Your task: Among the lines of the data, copy those that hold "coordinates".

Data under study:
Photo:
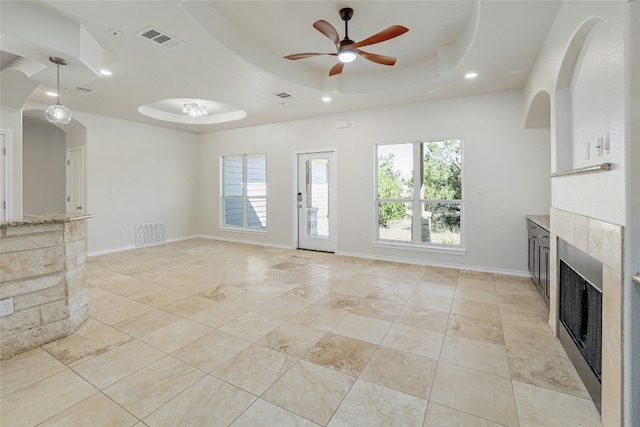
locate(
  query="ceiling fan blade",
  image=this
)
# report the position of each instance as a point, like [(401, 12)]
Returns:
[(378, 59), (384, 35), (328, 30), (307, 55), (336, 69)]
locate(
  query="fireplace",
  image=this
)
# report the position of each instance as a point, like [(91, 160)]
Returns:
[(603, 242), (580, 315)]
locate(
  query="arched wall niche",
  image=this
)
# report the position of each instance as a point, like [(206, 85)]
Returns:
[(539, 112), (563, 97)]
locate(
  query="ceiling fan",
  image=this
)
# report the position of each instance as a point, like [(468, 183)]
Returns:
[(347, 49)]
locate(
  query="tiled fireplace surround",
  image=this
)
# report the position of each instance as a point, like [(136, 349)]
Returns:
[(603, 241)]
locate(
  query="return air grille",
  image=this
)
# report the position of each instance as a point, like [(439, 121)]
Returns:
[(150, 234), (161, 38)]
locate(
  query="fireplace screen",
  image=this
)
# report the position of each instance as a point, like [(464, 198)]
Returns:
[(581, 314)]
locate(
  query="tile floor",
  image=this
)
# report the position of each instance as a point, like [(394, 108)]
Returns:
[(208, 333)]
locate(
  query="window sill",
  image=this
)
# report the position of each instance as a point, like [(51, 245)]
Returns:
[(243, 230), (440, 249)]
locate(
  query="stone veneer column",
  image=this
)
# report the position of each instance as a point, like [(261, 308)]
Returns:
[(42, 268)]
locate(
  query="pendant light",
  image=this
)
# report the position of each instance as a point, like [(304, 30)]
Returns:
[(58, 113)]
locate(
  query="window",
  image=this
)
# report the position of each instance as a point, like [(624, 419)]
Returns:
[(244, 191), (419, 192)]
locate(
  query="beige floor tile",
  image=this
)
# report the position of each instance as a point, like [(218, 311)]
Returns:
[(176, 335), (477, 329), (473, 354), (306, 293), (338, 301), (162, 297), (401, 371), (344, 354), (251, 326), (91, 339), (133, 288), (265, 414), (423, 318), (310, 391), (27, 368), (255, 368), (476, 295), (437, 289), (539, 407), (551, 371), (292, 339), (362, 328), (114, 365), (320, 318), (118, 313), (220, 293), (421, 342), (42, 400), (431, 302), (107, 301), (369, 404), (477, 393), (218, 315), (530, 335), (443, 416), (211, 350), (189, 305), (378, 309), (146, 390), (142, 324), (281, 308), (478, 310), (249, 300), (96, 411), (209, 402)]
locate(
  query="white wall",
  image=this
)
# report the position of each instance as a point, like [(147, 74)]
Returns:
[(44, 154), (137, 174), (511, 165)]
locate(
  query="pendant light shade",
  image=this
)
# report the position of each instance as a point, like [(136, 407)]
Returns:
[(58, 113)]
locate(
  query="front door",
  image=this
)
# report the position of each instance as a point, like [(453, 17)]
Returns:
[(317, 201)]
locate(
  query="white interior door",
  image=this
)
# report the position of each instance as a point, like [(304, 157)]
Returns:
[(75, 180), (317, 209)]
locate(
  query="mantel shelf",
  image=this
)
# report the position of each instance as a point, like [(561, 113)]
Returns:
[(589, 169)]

* * *

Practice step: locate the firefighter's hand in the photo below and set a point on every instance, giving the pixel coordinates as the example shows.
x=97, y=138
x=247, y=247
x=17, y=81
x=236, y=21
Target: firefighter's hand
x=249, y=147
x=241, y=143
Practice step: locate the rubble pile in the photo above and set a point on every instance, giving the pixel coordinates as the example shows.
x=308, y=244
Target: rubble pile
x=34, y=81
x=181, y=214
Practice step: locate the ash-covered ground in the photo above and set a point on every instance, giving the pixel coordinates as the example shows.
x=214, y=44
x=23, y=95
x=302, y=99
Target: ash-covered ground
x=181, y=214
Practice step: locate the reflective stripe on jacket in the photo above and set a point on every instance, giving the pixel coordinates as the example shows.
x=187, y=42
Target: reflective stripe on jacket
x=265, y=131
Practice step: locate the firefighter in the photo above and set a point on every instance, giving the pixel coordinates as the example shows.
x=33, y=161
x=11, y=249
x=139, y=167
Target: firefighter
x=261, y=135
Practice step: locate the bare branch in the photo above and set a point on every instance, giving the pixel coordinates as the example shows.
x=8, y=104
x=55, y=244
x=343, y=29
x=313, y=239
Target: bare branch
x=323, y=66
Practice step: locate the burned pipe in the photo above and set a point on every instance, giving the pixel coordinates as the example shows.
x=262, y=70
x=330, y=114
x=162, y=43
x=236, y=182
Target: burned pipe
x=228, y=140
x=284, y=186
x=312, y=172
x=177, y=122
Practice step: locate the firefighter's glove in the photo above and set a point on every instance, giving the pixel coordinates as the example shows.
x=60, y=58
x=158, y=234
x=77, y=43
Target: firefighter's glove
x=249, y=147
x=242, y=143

The completed task:
Practice step: locate the firefighter's hand in the photo below and set a point on every instance, giving the pixel coordinates as the example shows.
Practice step: locate the rubble pile in the photo above and set a point on every instance, giving the pixel coordinates as the example shows.
Practice step: locate the ash-covered ground in the photo above and set a point on every instance, giving the pixel coordinates as the example shows.
Practice step: locate the reflective stripe on jacket in the photo above and set a point on every instance, giving the pixel coordinates as the example shows.
Practice step: locate the firefighter in the photo above and set a point on every instance, giving the pixel coordinates as the example shows.
Practice step: locate the bare branch in the photo above and set a point on every instance, giving the pixel coordinates as the example shows.
Practice step: locate the burned pipe in the photo above and set a point on every instance, giving the pixel coordinates as the example shows.
Practice step: locate the firefighter's glove in the photo above and set a point on every instance, giving the pixel coordinates as the example shows.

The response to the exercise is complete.